The FCC’s COVID-19 telehealth program has awarded $ 200 million in grants explicitly focused on increasing access to care for lower-income populations in inner cities with subsidized and no-cost devices, improved internet access, and data plans.
Consider those who reside in rural areas. At Intermountain, a health system that serves a sizable rural population in Utah, telehealth programs were launched over a decade ago to extend specialty care in rural clinics. Today Intermountain is considered a benchmark for serving rural communities with telehealth.
Marc Probst, former CIO of Intermountain, attributes this not just to their technical prowess but also to developing the necessary playbooks and capabilities to get people to adopt telehealth. His comments underscore another reality about telehealth; it takes a long time to get the programs right and deliver care seamlessly. For most health systems, telehealth is work-in-progress at best.
What device and what network is the consumer (and the provider) on?
Healthcare providers don’t control the patient’s device or the network they are on when receiving care through a telehealth session. The ability to conduct an effective telehealth visit depends on the network – at the consumer’s end and the provider’s.
As Anshul Pande, VP and CTO of Stanford Children’s Health, puts it: “What happens when you go from twenty visits a week to thousands and thousands of visits happening a week? Can your network and your substructures scale up to it? Can the software vendors handle network drops? What happens when a patient moves from Wi-Fi to a 4G to a 3G?”
It all comes down to creating an optimal experience, which got a lot harder because of all the infrastructure variables.
As the workforce in healthcare enterprises has gone remote, so have clinicians. Conducting virtual meetings with patients may often thus become a question of where the doctor lives.

(Point-per-instance localization data)

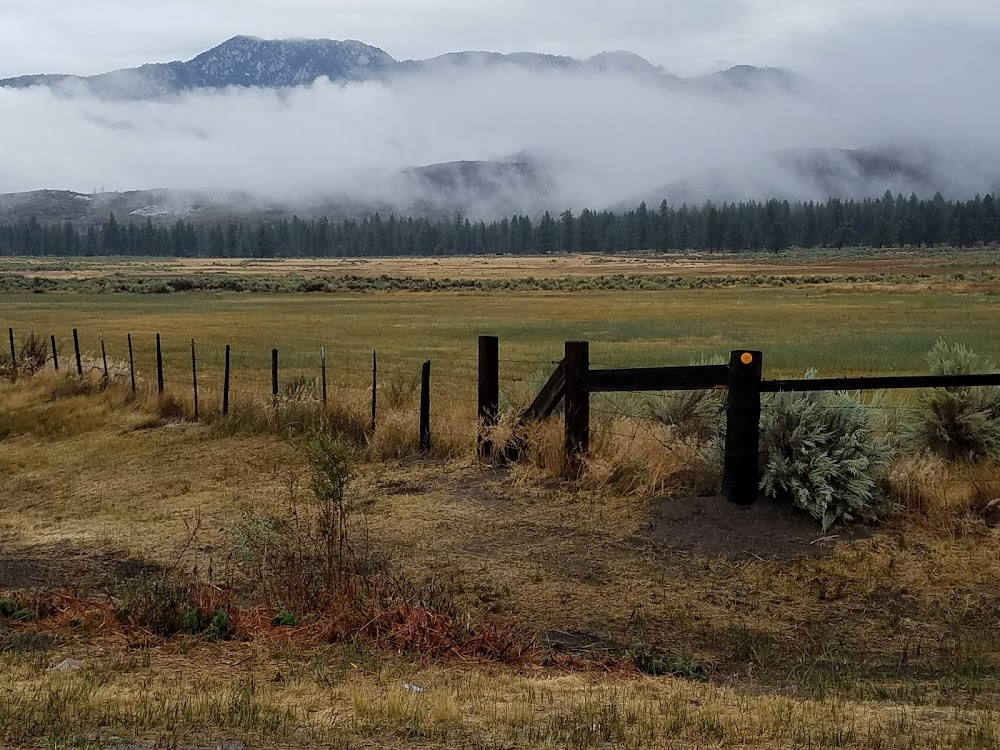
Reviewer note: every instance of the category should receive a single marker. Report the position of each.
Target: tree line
(728, 227)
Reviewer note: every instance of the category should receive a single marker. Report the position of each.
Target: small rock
(67, 665)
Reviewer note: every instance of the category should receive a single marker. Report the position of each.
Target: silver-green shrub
(958, 423)
(822, 452)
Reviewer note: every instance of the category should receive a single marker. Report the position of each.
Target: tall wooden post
(159, 366)
(577, 403)
(741, 472)
(274, 375)
(13, 357)
(76, 349)
(425, 408)
(194, 378)
(131, 362)
(104, 357)
(322, 365)
(374, 389)
(225, 386)
(489, 392)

◆ **Activity**
Continue the passage on telehealth from its final sentence. The rows were taken from a separate source and are unrelated to the text.

◆ **Task result**
At Monument Health in South Dakota, CIO Stephanie Lahr points out, “When we talk about wanting to do telehealth visits from home, I remind people I have physicians and other caregivers who live between two slabs of granite here in the Black Hills.”
What she means is that the effectiveness of telehealth may be impacted by the doctor operating from a location with poor internet connectivity.
Despite the initial kinks, telehealth programs will eventually become like any other online service, and user experience will be the differentiator.
Consider companies such as Amazon that have started offering primary care services through telehealth programs to their employees. Amazon’s depth of experience in understanding and designing for consumer needs will likely make them a benchmark for telehealth programs across the board.
We have also seen the emergence of several digital-first healthcare providers targeting specific niches such as elder care and behavioral health. These companies will focus on differentiating through superior online experiences and possibly lower-cost services as well.
The continued flood of VC money and the rash of digital health IPOs this year only validates the traction that digital-first healthcare providers are steadily gaining in the marketplace. Insurance companies will follow.
Kaiser Permanente already has an insurance product that offers only virtual care services. The product may suit young and healthy individuals with minimal care needs and those looking for cheaper insurance options.
Not everyone will come out a winner in this new normal; the shift to virtual care will be no different from any other sector that experiences a paradigm shift in a free market for goods and services.
Traditional healthcare providers facing aggressive competition from new and non-traditional entrants in the healthcare market will need to adjust accordingly. They will need to overcome their reliance on fee-for-service models.
They will need to overcome their reservations about cannibalizing in-person care and figure out pathways to profits from low-paying virtual care models. We may be in the early stages of the long-awaited disruption in healthcare – one that has been brought about by the pandemic, albeit in an unexpected way.